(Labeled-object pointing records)
§ §

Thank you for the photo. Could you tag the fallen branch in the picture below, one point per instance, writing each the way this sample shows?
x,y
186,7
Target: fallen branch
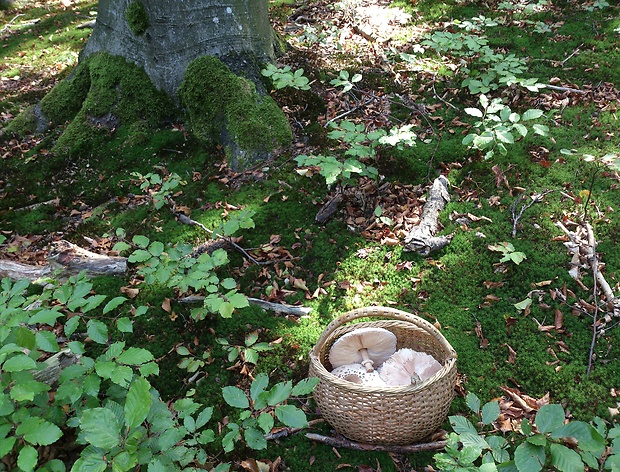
x,y
421,238
288,431
264,304
69,259
407,449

§ §

◆ **INSTRUCTION**
Rewrite all of the records, substituting "broken branch" for every "fallen branch" and keeping everything else the same. Omit the pictures from your answer.

◆ **COMPLETE RESPONSE**
Thank you for the photo. Could you tag the broken branch in the picture below, one point per instance, writing each the way this sample shows?
x,y
186,7
Target: broken branch
x,y
421,238
288,431
264,304
69,259
407,449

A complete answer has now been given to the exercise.